Dataset content
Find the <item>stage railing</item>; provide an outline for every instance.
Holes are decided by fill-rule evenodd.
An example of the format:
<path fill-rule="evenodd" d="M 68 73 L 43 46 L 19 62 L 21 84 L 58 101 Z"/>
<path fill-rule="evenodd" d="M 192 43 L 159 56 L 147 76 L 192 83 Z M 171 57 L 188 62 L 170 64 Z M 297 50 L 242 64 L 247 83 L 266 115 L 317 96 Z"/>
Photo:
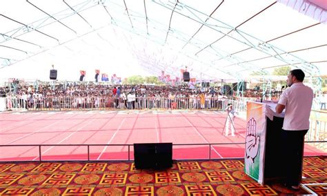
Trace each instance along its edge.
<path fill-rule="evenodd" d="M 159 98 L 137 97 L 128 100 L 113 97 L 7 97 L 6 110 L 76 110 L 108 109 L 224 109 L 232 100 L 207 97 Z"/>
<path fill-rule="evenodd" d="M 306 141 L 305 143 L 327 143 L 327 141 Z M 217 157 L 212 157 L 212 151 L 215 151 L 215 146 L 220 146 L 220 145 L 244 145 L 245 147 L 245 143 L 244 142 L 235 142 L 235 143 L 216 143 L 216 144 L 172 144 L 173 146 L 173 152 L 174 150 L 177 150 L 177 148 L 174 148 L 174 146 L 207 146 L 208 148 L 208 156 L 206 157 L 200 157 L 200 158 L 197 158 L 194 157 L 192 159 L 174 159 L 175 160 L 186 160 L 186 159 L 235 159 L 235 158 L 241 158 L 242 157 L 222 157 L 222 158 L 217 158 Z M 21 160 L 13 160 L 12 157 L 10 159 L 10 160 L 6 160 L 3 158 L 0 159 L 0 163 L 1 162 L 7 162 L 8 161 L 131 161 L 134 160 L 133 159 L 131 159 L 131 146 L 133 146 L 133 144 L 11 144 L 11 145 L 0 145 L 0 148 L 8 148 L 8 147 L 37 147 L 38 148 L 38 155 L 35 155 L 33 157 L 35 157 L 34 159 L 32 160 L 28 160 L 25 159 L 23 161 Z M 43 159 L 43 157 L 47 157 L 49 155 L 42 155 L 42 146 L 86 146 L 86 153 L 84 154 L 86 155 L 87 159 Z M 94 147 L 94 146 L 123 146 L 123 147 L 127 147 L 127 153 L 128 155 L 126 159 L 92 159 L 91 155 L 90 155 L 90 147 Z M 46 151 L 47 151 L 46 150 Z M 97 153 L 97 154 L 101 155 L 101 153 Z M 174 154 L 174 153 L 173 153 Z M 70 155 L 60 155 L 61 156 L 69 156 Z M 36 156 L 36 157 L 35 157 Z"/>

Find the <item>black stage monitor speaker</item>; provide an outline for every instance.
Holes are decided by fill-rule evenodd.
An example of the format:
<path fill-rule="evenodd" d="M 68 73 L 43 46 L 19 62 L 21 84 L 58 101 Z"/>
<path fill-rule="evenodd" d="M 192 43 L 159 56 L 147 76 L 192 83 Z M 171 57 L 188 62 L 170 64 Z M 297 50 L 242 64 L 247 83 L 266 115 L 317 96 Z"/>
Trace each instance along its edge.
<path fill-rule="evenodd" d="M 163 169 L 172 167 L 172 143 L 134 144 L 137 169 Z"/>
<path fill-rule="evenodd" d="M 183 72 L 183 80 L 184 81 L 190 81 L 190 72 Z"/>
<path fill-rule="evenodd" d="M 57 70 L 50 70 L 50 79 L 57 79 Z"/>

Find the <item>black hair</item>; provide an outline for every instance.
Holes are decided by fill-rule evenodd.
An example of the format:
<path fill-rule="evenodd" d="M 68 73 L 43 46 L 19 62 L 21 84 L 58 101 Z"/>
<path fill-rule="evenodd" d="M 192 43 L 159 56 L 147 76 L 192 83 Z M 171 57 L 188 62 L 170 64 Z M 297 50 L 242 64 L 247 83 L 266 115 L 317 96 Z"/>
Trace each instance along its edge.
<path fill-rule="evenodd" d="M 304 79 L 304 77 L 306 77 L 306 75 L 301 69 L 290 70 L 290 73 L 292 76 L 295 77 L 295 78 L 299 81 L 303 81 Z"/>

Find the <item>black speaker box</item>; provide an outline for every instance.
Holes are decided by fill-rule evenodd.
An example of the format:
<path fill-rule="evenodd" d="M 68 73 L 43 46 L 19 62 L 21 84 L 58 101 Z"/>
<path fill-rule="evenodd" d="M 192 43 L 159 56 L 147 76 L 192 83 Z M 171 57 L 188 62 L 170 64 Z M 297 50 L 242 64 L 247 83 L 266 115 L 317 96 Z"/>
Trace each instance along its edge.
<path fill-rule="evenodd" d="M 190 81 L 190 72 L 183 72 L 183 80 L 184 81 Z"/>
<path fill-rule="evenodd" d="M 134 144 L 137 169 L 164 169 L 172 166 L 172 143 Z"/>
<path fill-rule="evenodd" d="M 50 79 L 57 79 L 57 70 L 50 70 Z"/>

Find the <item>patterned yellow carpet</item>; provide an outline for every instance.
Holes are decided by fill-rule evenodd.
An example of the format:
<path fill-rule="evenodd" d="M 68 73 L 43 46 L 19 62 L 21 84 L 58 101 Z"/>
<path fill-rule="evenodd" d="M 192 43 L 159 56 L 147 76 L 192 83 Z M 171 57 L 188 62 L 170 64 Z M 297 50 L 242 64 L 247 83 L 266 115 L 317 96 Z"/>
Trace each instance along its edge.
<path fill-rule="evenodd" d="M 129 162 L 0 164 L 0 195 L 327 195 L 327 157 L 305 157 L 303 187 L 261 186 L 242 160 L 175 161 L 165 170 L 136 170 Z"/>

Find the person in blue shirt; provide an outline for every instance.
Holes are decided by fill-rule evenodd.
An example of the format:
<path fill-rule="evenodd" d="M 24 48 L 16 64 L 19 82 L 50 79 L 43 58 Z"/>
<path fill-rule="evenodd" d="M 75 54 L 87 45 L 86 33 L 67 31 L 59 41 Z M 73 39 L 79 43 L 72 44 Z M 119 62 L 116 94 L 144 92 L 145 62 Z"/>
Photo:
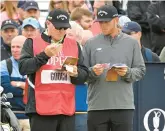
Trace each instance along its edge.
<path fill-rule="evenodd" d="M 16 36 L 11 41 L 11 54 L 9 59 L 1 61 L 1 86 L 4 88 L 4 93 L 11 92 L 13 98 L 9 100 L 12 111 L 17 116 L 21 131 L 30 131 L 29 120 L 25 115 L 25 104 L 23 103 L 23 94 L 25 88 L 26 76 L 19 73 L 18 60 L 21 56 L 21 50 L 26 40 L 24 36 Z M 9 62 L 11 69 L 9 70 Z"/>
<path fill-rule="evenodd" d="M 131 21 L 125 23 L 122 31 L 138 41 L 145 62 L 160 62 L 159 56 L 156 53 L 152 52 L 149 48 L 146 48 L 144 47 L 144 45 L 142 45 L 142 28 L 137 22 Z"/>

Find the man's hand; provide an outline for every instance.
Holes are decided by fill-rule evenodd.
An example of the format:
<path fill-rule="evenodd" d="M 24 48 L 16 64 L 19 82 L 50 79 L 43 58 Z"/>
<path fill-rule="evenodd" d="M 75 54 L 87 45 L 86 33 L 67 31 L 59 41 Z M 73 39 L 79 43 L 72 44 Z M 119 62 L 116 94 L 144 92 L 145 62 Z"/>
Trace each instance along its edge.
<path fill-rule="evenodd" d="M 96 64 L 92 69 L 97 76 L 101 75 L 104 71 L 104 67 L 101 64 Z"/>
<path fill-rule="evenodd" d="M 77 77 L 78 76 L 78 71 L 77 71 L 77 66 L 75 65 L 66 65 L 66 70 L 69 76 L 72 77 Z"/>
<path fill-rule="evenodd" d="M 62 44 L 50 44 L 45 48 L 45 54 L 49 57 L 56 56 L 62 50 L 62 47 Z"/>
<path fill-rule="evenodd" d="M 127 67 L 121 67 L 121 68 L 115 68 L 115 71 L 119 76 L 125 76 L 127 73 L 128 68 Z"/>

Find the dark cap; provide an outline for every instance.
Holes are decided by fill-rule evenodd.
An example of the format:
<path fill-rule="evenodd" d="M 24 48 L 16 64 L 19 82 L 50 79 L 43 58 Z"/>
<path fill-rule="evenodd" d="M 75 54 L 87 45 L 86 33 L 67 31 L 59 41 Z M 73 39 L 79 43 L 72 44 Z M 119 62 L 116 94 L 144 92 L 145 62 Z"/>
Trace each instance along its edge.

Instruction
Substitute "contour" for "outline" in the listing lines from the line with "Find the <item>black hair</item>;" up to and including the line with "304 79 L 304". Give those lines again with everything else left unchanged.

Response below
Find the <item>black hair</item>; provide an contour for every instance.
Holes are decided by fill-rule evenodd.
An example of the format:
<path fill-rule="evenodd" d="M 68 73 L 43 46 L 19 62 L 21 84 L 58 101 Z"/>
<path fill-rule="evenodd" d="M 192 43 L 159 56 L 147 76 L 192 83 Z M 171 57 L 188 62 L 170 64 Z M 297 50 L 242 64 L 247 83 L 266 115 L 317 96 Z"/>
Trace each instance along its edge.
<path fill-rule="evenodd" d="M 304 79 L 304 77 L 306 77 L 306 75 L 301 69 L 290 70 L 290 73 L 292 76 L 295 77 L 295 78 L 299 81 L 303 81 Z"/>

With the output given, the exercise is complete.